_Set exercise 1_: In the profile of Shannon Landman-Kriel below, rewrite the paragraph beginning "With her many hats in the game" as a bulleted list of her current roles.
_Set exercise 2_: Summarize the profile of Shannon Landman-Kriel below in two sentences.
* START Page excerpt *
For 26 years Shannon Landman-Kriel has dedicated her life to women’s cricket in South Africa and hopes to continue to champion the development of the sport, thus ensuring the ball and the bat reach more prospective players.
Landman-Kriel has been an advocate for women’s cricket since starting out at the age of 17 when she joined her High School’s boys’ team in order to take part in the game, turning on its head the misconception that the sport was only for boys.
1994 came with South Africa’s new dawn of democracy and to Shannon’s delight, the year also came with the first women’s cricket team. The following year, the wheels of change in the country saw a sprout of cricket clubs all over.
The 2018 gsport Supporter of the Year went on to play against some of the world’s best female cricket players during the early 2000’s and waited over 20 years to score her first century, finally coming in the 2018/2019 club season.
With her many hats in the game, she is currently serving as a member of the pipeline committee at Central Gauteng Lions Cricket as well as the Club Council, while also managing women’s cricket at the Wanderers Club. Landman-Kriel is also part of the main organisers of the Wanderers LadiesT10.
This invaluable experience and influence called for a chat with Celine Abrahams. Celine had the coveted task of picking her brain and of course, discussions about her dreams for women’s cricket in South Africa.
* END Page excerpt *
* START Dataset extract *
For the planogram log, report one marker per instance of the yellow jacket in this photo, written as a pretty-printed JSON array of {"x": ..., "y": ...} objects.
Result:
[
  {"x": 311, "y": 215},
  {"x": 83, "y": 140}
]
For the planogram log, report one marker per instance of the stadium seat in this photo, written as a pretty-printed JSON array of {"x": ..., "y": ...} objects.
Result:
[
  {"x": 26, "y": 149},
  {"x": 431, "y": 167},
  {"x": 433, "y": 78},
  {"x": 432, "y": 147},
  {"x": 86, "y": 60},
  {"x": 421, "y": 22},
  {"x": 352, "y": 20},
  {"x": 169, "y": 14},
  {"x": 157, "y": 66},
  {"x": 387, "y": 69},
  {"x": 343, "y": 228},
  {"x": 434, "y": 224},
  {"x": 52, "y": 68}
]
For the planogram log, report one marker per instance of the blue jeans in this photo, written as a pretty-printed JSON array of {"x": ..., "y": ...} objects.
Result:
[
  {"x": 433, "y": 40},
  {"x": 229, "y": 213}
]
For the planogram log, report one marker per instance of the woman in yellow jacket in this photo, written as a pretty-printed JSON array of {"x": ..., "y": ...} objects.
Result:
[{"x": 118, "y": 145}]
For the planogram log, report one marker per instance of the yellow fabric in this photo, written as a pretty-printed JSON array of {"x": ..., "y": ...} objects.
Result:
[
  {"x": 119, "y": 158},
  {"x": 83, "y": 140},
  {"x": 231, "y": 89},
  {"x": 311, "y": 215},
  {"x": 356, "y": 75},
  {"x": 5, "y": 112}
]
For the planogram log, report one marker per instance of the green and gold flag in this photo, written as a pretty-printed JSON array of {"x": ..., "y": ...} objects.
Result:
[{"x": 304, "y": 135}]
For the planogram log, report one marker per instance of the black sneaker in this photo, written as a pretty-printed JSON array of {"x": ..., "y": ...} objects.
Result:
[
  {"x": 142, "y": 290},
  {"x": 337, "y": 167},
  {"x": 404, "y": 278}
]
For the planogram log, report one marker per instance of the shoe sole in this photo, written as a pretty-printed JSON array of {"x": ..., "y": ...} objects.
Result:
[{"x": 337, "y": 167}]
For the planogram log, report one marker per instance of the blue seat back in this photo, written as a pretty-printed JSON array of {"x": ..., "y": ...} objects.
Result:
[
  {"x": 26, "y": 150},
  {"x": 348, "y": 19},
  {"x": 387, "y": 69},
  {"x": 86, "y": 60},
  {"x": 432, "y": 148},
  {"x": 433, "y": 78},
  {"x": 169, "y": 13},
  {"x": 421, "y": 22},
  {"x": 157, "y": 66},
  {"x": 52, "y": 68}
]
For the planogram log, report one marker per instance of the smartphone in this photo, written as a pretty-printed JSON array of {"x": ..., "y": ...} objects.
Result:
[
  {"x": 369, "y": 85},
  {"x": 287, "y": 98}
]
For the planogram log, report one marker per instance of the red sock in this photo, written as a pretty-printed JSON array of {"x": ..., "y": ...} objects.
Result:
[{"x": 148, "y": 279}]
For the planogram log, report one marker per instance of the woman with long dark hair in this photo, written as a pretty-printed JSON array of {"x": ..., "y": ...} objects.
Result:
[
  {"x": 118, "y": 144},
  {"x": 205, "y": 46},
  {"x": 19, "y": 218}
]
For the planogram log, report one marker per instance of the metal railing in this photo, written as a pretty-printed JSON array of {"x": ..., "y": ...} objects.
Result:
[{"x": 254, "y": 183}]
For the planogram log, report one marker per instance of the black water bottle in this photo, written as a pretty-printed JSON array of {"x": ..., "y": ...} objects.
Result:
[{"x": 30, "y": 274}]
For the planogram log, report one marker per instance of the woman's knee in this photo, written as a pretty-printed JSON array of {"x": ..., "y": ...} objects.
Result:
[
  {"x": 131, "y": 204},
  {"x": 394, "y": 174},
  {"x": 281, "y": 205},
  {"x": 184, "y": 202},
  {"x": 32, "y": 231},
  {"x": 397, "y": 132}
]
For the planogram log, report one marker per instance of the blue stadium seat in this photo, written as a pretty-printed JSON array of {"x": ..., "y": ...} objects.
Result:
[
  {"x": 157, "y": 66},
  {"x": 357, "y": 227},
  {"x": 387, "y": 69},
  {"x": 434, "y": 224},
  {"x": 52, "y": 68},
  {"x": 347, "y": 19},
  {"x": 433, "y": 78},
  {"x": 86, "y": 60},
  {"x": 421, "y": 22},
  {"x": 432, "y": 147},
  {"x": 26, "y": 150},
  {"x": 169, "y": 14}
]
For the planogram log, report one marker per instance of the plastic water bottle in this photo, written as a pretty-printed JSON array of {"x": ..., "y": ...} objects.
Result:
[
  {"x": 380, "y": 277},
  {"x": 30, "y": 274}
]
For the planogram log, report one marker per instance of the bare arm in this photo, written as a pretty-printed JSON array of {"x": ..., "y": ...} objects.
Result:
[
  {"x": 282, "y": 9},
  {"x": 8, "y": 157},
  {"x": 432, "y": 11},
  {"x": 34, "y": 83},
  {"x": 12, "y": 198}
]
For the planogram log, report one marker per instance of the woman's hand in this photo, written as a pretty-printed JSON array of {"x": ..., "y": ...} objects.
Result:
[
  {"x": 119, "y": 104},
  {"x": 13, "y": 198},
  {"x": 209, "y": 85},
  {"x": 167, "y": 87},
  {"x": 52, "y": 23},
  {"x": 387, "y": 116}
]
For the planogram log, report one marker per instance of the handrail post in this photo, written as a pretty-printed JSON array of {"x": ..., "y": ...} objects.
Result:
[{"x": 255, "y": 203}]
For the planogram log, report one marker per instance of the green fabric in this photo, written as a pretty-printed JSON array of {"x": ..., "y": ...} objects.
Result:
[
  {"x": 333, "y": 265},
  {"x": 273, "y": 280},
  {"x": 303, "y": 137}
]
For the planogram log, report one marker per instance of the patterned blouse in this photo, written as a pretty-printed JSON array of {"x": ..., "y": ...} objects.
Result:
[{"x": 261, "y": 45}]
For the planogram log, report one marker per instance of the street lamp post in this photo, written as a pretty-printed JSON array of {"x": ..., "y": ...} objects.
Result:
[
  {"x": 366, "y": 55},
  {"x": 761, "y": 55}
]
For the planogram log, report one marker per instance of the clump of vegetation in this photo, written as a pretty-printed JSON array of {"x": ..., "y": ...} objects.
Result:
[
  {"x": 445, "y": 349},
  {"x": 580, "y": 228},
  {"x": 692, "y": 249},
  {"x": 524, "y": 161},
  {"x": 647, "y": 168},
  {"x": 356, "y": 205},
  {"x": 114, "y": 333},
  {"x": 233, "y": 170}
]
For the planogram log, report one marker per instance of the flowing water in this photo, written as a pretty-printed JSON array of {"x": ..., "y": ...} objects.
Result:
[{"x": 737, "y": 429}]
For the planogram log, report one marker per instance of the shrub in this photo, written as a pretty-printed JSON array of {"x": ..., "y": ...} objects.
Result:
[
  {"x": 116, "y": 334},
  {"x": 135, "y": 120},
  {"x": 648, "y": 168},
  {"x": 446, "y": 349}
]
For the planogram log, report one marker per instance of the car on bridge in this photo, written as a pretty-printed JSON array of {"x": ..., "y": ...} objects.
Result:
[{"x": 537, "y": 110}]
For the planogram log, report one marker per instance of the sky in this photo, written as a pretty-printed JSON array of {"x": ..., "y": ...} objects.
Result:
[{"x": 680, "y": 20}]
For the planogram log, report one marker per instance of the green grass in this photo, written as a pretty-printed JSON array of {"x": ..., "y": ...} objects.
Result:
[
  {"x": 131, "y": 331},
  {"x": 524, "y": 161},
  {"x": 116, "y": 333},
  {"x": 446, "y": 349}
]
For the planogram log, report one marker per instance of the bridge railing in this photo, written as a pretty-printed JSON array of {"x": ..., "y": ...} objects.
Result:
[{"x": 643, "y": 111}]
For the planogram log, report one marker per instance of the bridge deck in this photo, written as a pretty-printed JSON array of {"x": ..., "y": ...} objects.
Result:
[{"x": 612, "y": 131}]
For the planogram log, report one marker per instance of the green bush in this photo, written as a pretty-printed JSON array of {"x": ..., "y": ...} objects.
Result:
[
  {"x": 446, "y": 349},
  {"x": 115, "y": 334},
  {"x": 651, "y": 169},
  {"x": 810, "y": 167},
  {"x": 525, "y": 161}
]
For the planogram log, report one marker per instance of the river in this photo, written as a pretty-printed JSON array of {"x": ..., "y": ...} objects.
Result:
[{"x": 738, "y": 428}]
* END Dataset extract *
_Exercise result 1_:
- Member of the pipeline committee at Central Gauteng Lions Cricket
- Member of the Club Council
- Manager of women's cricket at the Wanderers Club
- One of the main organizers of the Wanderers LadiesT10

_Exercise result 2_: Shannon Landman-Kriel has spent 26 years championing women's cricket in South Africa, beginning at 17 when she joined her high school's boys' team. She later played against some of the world's best female players and scored her first century in the 2018/2019 club season, and she now manages women's cricket at the Wanderers Club, sits on the pipeline committee at Central Gauteng Lions Cricket and the Club Council, and helps organize the Wanderers LadiesT10.